Ed è proprio questo: il riciclo continuo di emozioni finte, la messa in scena perpetua di relazioni, tragedie e rinascite programmate.
La musica, un tempo linguaggio dell’anima, si è ridotta a simulacro del sentimento. Gli artisti “troppo di successo” si dichiarano logorati dal proprio successo, poi annunciano pause strategiche, rientri miracolosi, reunion predestinate. Una ruota che gira su se stessa, senza più motore creativo.
La politica come Sanremo
Eppure la riflessione non si ferma alla musica. Quando la conversazione vira sul caso Ilaria Salis, il tono si fa più serio ma resta coerente: anche la politica è diventata un festival dell’immagine.
La deputata che festeggia il voto d’immunità a pugno chiuso, circondata da tappi di bottiglia e sorrisi plastificati, è — per Del Papa — la perfetta incarnazione del cortocircuito morale contemporaneo.
Non è più importante il merito, né la responsabilità, ma la performance. L’immagine del trionfo personale vale più del senso politico.
“Ti sei salvata per un voto e festeggi con lo champagne — dice Del Papa — è una violenza simbolica.”
Come nei Coma_Cose, che cantano “Cuoricini” mentre si odiano, anche nella politica il sentimento è sostituito dalla rappresentazione.

(Voci di un dataset)
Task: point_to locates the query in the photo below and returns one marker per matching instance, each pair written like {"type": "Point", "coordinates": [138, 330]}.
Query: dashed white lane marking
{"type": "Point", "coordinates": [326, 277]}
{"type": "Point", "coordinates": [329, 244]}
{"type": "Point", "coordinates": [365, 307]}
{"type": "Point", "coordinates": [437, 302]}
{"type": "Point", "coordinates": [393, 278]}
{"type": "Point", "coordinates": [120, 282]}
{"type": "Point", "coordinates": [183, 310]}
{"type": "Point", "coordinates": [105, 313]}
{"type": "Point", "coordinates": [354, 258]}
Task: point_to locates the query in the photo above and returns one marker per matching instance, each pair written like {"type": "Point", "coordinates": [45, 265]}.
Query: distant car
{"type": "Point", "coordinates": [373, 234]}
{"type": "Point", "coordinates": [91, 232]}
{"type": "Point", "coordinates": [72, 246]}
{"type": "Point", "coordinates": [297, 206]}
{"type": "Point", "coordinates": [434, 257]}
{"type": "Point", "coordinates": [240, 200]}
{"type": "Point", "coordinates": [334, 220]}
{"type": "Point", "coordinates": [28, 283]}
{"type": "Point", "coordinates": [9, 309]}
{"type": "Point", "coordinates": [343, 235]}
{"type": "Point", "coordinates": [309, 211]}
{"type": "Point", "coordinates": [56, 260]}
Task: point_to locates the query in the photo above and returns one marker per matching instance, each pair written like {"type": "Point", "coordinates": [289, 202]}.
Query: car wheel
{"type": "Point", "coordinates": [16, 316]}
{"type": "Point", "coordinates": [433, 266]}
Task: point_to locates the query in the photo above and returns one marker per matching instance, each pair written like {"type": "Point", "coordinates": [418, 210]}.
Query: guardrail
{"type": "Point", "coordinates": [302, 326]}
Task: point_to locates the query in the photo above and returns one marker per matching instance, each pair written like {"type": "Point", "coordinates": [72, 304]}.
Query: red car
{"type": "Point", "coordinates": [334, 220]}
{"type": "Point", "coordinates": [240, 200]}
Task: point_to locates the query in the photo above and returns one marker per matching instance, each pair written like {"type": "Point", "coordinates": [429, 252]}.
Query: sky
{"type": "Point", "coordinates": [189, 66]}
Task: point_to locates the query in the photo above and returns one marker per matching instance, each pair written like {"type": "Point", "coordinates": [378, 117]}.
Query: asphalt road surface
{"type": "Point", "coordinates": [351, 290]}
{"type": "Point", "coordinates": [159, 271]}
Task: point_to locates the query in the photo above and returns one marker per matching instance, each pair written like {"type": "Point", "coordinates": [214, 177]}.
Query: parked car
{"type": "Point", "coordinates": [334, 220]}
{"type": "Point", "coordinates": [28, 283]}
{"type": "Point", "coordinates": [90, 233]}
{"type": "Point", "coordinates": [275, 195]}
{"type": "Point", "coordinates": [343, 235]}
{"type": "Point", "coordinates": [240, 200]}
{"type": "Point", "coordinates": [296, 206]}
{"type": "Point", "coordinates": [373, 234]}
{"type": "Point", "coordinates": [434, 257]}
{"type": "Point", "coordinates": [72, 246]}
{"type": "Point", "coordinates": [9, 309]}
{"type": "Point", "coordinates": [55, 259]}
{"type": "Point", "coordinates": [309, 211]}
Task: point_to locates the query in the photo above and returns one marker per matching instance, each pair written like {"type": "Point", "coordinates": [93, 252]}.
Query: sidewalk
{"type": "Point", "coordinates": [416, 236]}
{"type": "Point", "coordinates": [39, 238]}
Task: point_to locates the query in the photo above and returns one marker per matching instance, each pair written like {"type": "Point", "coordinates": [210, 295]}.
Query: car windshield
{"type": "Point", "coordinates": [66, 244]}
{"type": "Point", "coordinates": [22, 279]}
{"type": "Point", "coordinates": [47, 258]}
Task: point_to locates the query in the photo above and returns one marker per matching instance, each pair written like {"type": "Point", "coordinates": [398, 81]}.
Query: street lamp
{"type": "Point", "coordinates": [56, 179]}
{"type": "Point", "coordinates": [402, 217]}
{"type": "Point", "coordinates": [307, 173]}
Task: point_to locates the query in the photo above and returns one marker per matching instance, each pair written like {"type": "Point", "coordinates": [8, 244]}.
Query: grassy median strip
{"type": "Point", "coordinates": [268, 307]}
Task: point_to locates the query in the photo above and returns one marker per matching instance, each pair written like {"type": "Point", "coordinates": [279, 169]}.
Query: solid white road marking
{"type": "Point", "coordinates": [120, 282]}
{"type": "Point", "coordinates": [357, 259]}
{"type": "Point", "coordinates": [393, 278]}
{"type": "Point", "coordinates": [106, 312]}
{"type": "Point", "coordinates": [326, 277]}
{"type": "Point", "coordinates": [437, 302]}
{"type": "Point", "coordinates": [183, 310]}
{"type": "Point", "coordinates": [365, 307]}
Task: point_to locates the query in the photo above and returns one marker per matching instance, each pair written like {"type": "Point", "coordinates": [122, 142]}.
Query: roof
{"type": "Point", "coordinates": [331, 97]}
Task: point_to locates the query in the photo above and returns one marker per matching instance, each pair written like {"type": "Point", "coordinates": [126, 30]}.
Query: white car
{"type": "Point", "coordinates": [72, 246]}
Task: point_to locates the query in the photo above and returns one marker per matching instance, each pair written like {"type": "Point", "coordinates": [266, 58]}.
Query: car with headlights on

◆ Compito:
Prosegui il brano sulla musica e la politica ridotte a spettacolo, partendo subito dopo la sua ultima frase.

◆ Risposta qui sotto:
Non conta più essere, ma apparire: la coerenza non serve, basta un’immagine efficace, un gesto simbolico, un frame condivisibile.
Quando Del Papa parla della “vestaglia oncologica” da 7.000 euro, l’indignazione esplode in sarcasmo. Ma dietro la battuta si cela un’accusa precisa: il dolore, la malattia, la solidarietà sono diventati strumenti di marketing.
C’è una perversione sottile in questa estetizzazione del dramma umano: il lutto e la compassione vengono confezionati, venduti, replicati. L’empatia si misura in like, la beneficenza in views.
E allora il giornalista ironizza: “Vi accolgo con la vestaglia oncologica al mio tour”. La battuta, però, colpisce nel segno: nella società dei fovellini, l’unica cosa che conta è la visibilità. E anche il dolore diventa spettacolo.
La favola dell’asino vanitoso
Il discorso si allarga, improvvisamente, verso un orizzonte storico e simbolico. Del Papa cita Le Roman de Fauvel, poema allegorico del XIV secolo che racconta la storia di un asino — Fauvel — incarnazione della vanità e dell’ipocrisia del potere. Fauvel sposa Vanagloria e genera una stirpe infinita di piccoli asinelli: i fovellini, appunto.
Otto secoli dopo, quei fovellini dominano ancora il mondo. Sono politici, influencer, cantanti, manager. Mescolano potere e denaro, consenso e visibilità, come un’unica sostanza. “È la prima volta — dice Del Papa — dai tempi dei faraoni che il potere finanziario e politico coincidono.”
L’arte e la politica non sono più strumenti di riflessione, ma segmenti di un’unica filiera industriale: la produzione di consenso estetico. L’immagine sostituisce l’idea, il gesto sostituisce il pensiero. È la burocrazia dello spettacolo, dove tutto è regolato e inscenato per generare profitto, non verità.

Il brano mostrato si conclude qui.